More than 68,000 babies have been born in Britain as a result of in-vitro fertilisation. The worldwide figure is nearer 1 million.

A number of studies have suggested these children suffer no greater risk of congenital or other abnormalities than naturally conceived children. But recent research has pointed to longer-term problems that were possibly overlooked.

One of the first studies, by the Medical Research Council, catalogued all IVF births between 1978 and 1987 for the first year of life and found that 2.2 per cent of the 1,581 babies showed congenital malformation. This was on a par with naturally-conceived babies.

However, doubts began to emerge about the wider safety of IVF. The single biggest risk appeared to result from multiple pregnancies which often occur following the implantation of more than one embryo into the womb. Doctors do this in order to increase the chances of a successful pregnancy and many countries, including Britain, now limit the number of implanted embryos to two.

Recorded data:
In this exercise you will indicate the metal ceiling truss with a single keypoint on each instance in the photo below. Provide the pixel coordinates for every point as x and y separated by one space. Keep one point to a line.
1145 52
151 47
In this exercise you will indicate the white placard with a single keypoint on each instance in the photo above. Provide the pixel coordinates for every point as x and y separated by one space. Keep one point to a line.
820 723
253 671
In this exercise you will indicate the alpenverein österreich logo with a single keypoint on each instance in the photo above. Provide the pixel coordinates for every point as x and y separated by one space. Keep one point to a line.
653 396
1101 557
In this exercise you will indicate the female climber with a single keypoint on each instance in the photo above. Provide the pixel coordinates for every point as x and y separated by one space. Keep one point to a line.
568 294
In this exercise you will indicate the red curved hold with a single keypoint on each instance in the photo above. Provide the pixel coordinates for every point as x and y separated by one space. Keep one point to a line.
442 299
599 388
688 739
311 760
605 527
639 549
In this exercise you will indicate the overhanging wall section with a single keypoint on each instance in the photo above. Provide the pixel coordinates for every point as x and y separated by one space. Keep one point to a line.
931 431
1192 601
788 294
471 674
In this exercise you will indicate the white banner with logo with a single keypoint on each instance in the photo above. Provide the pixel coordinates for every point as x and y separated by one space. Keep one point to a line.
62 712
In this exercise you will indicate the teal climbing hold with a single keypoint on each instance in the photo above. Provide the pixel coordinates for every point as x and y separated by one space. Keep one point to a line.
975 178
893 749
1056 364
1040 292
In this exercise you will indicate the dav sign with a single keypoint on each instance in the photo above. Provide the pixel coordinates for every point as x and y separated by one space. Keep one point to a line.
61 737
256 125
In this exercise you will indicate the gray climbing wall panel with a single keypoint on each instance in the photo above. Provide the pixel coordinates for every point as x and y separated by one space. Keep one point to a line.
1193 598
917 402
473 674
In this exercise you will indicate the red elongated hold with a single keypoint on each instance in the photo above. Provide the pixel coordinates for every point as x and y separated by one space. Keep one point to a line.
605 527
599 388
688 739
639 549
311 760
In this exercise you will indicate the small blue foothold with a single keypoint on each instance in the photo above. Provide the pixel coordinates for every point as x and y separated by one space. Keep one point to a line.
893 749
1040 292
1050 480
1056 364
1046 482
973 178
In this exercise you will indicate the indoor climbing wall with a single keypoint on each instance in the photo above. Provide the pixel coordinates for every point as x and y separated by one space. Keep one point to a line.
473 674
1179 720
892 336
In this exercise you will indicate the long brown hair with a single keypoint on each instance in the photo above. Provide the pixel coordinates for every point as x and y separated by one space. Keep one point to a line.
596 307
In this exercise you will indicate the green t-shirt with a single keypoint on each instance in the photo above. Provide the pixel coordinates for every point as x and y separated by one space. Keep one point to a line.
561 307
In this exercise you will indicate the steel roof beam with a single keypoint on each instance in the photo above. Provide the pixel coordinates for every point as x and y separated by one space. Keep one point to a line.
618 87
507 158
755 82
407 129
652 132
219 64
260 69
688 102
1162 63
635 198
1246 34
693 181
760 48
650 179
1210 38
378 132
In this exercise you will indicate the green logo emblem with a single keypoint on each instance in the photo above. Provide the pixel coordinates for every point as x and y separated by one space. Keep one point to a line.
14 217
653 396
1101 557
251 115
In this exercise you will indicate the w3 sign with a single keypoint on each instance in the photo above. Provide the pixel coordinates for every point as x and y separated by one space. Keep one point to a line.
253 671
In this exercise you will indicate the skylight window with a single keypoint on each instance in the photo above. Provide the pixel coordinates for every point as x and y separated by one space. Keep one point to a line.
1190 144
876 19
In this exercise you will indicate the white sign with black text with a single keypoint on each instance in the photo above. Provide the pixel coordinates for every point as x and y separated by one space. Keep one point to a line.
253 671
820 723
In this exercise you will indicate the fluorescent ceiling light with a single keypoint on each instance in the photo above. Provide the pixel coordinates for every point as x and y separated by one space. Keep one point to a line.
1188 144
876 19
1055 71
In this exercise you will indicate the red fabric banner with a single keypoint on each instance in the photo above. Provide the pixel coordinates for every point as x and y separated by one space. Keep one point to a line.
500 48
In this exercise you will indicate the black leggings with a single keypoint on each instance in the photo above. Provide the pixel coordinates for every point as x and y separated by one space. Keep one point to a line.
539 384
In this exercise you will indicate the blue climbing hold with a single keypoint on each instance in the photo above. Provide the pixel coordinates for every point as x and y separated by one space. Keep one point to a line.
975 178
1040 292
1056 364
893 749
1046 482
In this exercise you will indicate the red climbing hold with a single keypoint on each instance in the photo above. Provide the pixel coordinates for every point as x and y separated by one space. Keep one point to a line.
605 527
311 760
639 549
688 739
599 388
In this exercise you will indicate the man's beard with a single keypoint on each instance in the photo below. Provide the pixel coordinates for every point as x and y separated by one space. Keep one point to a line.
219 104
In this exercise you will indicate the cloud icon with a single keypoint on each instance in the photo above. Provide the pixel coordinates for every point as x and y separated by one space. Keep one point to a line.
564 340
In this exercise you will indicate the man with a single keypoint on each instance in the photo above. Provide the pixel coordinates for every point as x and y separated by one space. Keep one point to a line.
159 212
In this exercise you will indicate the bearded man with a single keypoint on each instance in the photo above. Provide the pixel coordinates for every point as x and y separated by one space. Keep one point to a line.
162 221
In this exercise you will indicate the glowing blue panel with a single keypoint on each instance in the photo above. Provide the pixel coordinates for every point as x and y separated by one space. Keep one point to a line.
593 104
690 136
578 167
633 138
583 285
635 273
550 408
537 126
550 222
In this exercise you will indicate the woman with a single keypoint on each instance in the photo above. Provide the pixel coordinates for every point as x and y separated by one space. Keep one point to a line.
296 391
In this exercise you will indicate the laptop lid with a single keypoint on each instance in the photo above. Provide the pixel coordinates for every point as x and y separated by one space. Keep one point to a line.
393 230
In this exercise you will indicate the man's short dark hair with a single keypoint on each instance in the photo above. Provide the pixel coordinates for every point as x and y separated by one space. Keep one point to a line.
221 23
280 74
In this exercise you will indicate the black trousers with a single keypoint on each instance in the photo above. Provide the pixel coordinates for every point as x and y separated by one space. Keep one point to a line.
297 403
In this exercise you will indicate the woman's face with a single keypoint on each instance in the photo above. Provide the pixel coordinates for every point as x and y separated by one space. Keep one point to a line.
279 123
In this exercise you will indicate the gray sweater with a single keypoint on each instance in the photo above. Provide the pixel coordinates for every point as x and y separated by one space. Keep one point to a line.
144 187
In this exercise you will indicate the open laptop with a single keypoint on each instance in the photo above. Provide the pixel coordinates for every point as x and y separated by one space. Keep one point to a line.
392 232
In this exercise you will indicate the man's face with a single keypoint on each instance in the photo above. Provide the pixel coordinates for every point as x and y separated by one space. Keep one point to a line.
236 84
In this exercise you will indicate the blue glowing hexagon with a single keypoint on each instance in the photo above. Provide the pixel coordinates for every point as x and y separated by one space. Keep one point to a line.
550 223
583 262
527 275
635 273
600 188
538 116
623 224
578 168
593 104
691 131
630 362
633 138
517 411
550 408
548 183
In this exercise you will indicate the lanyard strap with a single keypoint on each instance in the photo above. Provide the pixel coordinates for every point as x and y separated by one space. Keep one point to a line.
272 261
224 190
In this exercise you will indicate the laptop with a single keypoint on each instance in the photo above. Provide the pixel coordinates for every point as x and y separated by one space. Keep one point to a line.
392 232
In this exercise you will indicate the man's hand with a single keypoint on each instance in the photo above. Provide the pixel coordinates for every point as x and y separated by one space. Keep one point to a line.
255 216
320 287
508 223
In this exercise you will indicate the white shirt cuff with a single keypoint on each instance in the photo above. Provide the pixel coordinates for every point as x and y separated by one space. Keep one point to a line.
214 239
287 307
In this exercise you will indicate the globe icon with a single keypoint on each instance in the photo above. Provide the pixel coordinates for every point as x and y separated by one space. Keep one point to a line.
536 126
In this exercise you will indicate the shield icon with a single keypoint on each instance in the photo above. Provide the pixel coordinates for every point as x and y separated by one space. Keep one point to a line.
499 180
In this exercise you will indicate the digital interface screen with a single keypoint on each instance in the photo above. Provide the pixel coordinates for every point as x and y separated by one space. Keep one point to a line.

==

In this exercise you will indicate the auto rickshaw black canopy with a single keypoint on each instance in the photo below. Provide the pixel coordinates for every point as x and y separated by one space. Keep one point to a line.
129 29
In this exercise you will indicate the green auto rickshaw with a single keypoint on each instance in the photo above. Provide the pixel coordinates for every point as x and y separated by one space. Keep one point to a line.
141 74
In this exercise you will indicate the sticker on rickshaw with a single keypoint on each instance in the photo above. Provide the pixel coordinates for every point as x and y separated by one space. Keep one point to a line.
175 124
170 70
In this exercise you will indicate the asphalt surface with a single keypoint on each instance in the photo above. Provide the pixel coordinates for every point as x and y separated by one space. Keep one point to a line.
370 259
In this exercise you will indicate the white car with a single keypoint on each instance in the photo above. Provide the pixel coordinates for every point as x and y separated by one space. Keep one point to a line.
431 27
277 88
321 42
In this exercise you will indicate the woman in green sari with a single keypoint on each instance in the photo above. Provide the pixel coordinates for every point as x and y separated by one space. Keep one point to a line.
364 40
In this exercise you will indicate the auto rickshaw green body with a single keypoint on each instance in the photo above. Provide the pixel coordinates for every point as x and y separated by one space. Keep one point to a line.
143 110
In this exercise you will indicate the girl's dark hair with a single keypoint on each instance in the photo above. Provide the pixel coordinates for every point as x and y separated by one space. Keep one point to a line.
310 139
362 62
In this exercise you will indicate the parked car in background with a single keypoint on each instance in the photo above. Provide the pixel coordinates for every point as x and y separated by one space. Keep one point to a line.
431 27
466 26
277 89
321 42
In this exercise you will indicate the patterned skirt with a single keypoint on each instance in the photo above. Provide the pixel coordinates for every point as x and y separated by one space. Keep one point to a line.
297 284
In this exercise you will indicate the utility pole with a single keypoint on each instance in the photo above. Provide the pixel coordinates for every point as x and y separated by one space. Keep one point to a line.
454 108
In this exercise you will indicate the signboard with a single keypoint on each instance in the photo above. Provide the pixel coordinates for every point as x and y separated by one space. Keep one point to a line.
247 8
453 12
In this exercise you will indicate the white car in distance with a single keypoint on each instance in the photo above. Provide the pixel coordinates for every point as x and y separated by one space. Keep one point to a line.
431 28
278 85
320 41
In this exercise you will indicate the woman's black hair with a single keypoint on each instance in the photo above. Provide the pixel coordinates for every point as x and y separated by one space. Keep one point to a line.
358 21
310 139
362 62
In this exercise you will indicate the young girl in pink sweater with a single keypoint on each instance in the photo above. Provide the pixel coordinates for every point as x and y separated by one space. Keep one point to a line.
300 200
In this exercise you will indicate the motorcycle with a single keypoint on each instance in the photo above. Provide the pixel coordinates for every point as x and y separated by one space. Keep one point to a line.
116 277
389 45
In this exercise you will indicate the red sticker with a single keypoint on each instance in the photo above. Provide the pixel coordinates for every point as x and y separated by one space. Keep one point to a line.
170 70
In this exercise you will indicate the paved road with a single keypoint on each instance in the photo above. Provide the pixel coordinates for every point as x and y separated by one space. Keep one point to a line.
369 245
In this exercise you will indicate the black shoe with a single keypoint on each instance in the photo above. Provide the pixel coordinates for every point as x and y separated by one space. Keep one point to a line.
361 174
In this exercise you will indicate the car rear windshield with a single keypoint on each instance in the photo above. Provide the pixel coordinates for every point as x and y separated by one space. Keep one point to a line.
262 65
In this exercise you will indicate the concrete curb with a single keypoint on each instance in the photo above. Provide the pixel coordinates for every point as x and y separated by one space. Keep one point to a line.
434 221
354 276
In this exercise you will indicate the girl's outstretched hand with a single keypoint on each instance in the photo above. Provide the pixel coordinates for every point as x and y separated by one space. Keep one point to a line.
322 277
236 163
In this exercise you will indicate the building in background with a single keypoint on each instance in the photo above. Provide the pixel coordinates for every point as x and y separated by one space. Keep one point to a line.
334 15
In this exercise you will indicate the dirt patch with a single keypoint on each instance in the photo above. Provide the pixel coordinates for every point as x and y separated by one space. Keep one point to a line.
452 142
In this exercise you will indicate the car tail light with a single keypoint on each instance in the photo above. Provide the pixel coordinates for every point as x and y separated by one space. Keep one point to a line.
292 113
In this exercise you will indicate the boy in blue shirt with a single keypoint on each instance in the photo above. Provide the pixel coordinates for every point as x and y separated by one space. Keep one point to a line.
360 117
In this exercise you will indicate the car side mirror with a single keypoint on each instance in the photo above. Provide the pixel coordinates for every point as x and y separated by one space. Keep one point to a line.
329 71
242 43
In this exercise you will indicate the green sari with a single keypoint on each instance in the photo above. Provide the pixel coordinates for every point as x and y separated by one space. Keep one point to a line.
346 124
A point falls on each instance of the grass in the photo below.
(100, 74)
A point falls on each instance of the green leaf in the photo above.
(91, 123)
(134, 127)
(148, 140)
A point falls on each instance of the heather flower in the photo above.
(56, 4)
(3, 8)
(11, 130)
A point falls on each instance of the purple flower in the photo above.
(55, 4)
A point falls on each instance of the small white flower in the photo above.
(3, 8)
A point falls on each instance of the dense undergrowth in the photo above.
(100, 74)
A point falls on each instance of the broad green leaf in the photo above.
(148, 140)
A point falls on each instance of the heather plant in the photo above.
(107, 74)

Exercise aim: Revise the stretch of the passage on IVF births from "More than 68,000" through "were possibly overlooked.", replacing "longer-term" with "long-term".

Exercise result:
More than 68,000 babies have been born in Britain as a result of in-vitro fertilisation. The worldwide figure is nearer 1 million.

A number of studies have suggested these children suffer no greater risk of congenital or other abnormalities than naturally conceived children. But recent research has pointed to long-term problems that were possibly overlooked.